#### [Kutipan Dokumen]
--------------------------------------------------
Al-Muthlaq dan Al-Muqayyad
Al-Muthlaq maknanya adalah mâ uthliqa. Secara bahasa, seperti disampaikan oleh Ibnu Faris di dalam Mu’jam Maqâyis al-Lughah, maknanya adalah infikâku ‘an jamî’i al-quyûd (terlepas atau bebas dari semua belenggu/batasan).
Sebaliknya, al-muqayyad maknanya adalah mâ quyyida (sesuatu yang dibatasi), atau mâ ashâbahu at-taqyîd (sesuatu yang dikenai pembatasan).
Secara istilah ushul fikih, seperti dinyatakan oleh Imam al-Amidi (w. 631 H) di dalam Al-Ihkâm fî Ushûl al-Ahkâm, Ibnu al-Hajib (w. 646 H) di dalam Mukhtashar Ibni al-Hâjib, juga Al-‘Allamah Syaikh Taqiyuddin an-Nabhani di dalam Asy-Syakhshiyyah al-Islâmiyyah Jilid 3, al-muthlaq adalah lafal yang menunjukkan pada madlûl yang tersebar di dalam jenisnya (al-lafzhu ad-dâlu ‘alâ madlûl syâi’[in] fî jinsihi). Definisi ini dijelaskan oleh Syaikh ‘Atha’ bin Khalil Abu ar-Rasytah di dalam Taysîr al-Wushûl ilâ al-Ushûl. Disebutkan bahwa “syâi’[un] fî jinsihi” agar keluar dari definisi ini, isim al-‘alam dan isim makrifat baik dengan alîf lâm li al-‘ahdi, li al-istighrâq dan li al-jinsi serta isim jamak makrifat. Hal itu karena makna yang tersebar dalam jenisnya (syâi’[un] fî jinsihi) bahwa itu mungkin dimutlakkan terhadap semua individu atau unit jenis tersebut tanpa penentuan. Jika dikatakan muslim[un] maka sah ditujukan pada semua individu Muslim. Dengan demikian kita katakan: Hadzâ Muslim[un] wa dzâka Muslim[un] …. (Ini Muslim dan itu Muslim…). Itu tidak mungkin dikatakan pada isim al-‘alam semisal Muhammad, Ali, dst. Sebabnya, itu tidak tersebar dalam jenis tersebut seluruhnya melainkan disebutkan atas individu tertentu. Demikian juga isim makrifat dengan alîf lâm al-‘ahdi seperti al-muslim yang dimaksudkan adalah Muslim tertentu. Demikian juga alîf lâm istighrâq al-jinsi dan jamak makrifat. Sebabnya, itu tidak tersebar dalam jenis tersebut, melainkan semua inidividu jenis tersebut terderivasi di bawahnya atau tercakup olehnya. Jika dikatakan al-Muslimu yu’minu maka semua Muslim terderivasi di bawahnya atau tercakup oleh lafal al-muslim itu.
--------------------------------------------------
#### [Kutipan Data]
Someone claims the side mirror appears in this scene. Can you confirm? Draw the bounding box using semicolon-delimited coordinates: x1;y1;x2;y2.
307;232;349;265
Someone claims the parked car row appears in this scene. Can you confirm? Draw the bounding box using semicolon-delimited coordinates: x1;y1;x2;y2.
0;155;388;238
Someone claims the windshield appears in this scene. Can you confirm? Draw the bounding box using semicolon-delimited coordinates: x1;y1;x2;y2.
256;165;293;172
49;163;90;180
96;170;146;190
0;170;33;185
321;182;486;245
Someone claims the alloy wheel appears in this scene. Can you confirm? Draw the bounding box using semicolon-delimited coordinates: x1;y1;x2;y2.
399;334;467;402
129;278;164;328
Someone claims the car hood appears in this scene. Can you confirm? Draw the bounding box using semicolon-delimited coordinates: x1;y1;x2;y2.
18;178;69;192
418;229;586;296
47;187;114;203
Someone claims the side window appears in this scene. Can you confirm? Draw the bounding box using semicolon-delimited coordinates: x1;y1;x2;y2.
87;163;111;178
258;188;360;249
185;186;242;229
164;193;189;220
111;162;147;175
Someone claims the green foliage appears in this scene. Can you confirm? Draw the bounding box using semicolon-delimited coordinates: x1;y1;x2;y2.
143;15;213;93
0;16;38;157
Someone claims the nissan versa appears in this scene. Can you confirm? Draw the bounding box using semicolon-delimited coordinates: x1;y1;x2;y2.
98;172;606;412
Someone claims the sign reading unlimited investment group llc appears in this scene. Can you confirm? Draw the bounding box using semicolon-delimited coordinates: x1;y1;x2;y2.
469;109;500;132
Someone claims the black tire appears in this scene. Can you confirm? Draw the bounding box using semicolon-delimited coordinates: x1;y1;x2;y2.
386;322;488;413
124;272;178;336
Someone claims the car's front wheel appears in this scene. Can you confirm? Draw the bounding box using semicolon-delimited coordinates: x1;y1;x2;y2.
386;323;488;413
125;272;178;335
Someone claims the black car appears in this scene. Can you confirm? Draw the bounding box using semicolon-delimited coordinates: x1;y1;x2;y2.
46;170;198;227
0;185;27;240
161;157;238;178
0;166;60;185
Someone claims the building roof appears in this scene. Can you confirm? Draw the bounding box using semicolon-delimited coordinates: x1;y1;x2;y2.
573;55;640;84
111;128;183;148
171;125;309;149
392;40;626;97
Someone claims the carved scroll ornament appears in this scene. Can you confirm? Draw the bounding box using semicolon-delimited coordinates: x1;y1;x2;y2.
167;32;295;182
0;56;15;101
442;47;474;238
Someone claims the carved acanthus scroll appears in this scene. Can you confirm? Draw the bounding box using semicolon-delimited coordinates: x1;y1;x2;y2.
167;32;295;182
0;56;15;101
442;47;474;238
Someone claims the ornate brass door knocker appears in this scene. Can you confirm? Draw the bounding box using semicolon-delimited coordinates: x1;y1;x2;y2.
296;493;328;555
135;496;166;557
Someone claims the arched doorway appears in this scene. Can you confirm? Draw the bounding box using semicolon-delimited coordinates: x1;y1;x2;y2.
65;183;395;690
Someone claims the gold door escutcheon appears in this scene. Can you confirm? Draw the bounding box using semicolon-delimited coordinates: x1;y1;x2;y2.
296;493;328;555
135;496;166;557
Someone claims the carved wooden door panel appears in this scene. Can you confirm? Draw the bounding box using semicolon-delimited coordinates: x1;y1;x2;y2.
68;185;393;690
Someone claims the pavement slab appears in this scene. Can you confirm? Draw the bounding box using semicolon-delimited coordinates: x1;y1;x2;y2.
--------------------------------------------------
#### [Petunjuk Tugas]
**a.** Tuliskan kembali bagian teks tentang al-muthlaq dan al-muqayyad yang dimulai dengan "Al-Muthlaq dan Al-Muqayyad" dan berlanjut hingga "dari semua belenggu/batasan).".
**b.** Menurut teks tentang al-muthlaq dan al-muqayyad, apa makna al-muqayyad secara bahasa?
**c.** Teruskan teks tentang al-muthlaq dan al-muqayyad mulai dari kalimat sesudah kalimat terakhirnya.

#### [Hasil Tiap Tugas]
**a.**
Al-Muthlaq dan Al-Muqayyad
Al-Muthlaq maknanya adalah mâ uthliqa. Secara bahasa, seperti disampaikan oleh Ibnu Faris di dalam Mu’jam Maqâyis al-Lughah, maknanya adalah infikâku ‘an jamî’i al-quyûd (terlepas atau bebas dari semua belenggu/batasan).

**b.** Al-muqayyad bermakna mâ quyyida (sesuatu yang dibatasi), atau mâ ashâbahu at-taqyîd (sesuatu yang dikenai pembatasan).

**c.**
Namun, jika dikatakan muslim[un] maka lafal ini hanya mencakup satu orang, tetapi tidak tertentu, yakni dia tersebar dalam jenisnya. Karena itu lafal al-muslimu dengan alîf lâm al-jinsi disebut lafal umum sebab semua individunya terderivasi di bawahnya. Adapun lafal muslim[un] disebut lafal al-muthlaqu. Sebabnya, itu menunjuk pada seorang Muslim yang tidak tertentu, tetapi tersebar dalam jenisnya.
Hal itu tidak hanya berlaku pada satu atau tunggal, melainkan juga berlaku atas lebih dari satu (isim mutsanna dan jamak). Misalnya, rajulâni atau rijâl[un], maka itu menunjuk pada dua pria atau sejumlah pria yang tidak tertentu, tetapi tersebar dalam jenisnya, yakni tersebar pada jenisnya yakni pria. Syaikh Wahbah az-Zuhaili menjelaskan di dalam Ushûl al-Fiqhi al-Islâmî bahwa lafal al-muthlaqu itu menunjuk pada satu individu (fard[un]) atau banyak individu (afrâd[un]) secara penyebaran (‘âlâ sabîli asy-syuyû’) dan tidak dibatasi dengan sifat. Misal, rajul[un] dan rijâl[un], kitaab[un] dan kutub[un], thâ`ir[un] dan thuyûr, thâlib dan thulâb. Itu menunjuk pada satu unit atau banyak unit yang tidak tertentu dan tersebar pada jenisnya.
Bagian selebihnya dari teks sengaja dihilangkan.